TASK BRIEF
Return the data. Every word must match.

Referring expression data
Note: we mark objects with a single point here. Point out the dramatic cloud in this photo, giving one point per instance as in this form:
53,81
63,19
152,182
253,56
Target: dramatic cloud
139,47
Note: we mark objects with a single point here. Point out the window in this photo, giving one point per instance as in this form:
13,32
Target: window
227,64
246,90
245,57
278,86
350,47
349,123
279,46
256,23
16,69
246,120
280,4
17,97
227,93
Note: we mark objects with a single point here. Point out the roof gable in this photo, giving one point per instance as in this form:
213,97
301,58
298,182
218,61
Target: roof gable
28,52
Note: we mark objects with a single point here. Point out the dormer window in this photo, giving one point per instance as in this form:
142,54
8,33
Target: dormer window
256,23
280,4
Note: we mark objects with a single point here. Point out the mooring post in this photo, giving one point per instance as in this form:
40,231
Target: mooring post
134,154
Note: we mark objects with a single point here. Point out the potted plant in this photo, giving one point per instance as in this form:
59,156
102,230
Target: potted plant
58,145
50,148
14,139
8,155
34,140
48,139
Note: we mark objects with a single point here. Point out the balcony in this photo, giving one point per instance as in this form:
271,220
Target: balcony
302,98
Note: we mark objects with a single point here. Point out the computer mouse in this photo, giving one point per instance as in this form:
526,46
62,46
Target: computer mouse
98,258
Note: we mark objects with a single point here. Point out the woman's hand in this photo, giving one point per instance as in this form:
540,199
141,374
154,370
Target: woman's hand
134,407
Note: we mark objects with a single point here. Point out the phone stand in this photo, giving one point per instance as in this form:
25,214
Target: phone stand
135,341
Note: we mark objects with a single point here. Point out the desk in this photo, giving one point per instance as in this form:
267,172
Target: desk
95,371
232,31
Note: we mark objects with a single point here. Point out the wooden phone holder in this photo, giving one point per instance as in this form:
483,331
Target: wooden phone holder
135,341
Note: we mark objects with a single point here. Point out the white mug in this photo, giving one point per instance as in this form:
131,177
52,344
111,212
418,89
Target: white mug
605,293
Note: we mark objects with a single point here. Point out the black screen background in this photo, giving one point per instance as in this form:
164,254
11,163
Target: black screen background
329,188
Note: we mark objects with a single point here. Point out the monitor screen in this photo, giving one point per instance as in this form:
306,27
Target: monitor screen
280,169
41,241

ANSWER AREA
Note: we mark objects with a single point here. Point out the dramatic cloud in this photo, giving one point per instance as in this form:
53,81
63,19
152,182
253,56
Target: dramatic cloud
139,47
Note: we mark objects with a single point here. Point out the window in this photo, giving one point per instance as in this form:
13,32
Target: window
227,64
246,90
245,57
278,86
350,47
349,123
279,46
256,23
16,69
246,120
280,4
17,97
227,93
Note: we mark objects with a single point here. Point out the roof gable in this photo, giving one point per instance as in this form:
213,97
301,58
298,182
218,61
Target: roof gable
28,52
Note: we mark objects with a single point here. Point out the dormer window in this photo, giving one point per instance as in this form:
142,54
8,33
Target: dormer window
256,23
280,4
Note: we mark objects with a single point here. Point out the mooring post in this photo, giving one point per instance as in this form:
40,231
Target: mooring post
134,154
Note: we mark objects with a single point here. Point out the potted plant in this photo, giving one point per instance as in this form:
59,156
102,230
Target: potted plant
58,145
50,148
14,139
8,155
34,140
48,139
Note: we mark objects with a single point here. Point out the balcony in this photo, giving one point per instance as in this form:
271,220
Target: balcony
302,98
Note: we mark objects with a single point here. Point out the computer mouse in this photo, giving one point per instance as in this form:
526,46
62,46
Target: computer mouse
98,258
Note: we mark objects with a single point here. Point out the woman's hand in this photo, giving one point per instance as in this form:
540,199
141,374
154,370
Target: woman's hand
134,407
Note: we mark objects with a single point here. Point out the phone stand in this photo, giving one point per instance as in this form:
25,214
Target: phone stand
135,341
Note: we mark objects with a single point here. Point out the desk in this photo, giving one point per instance as in this form:
267,172
Target: desk
95,371
232,31
Note: we mark objects with a single point here. Point out the wooden phone holder in this photo, giving one point per instance as in this form:
483,331
Target: wooden phone holder
135,341
Note: we mark objects with a single point here. Point out the white mug in this photo, giving one point per instance as in this form:
131,177
52,344
111,212
418,89
Target: white mug
605,293
Note: we mark objects with a single point here. Point out the black screen background in this photo, giving one point per instance as in this form:
164,254
11,163
Target: black screen background
329,188
Note: we mark objects with a single point here. Point out the monitor screen in this photo, giving one point per instance as in this form:
306,27
Target: monitor screen
280,169
41,241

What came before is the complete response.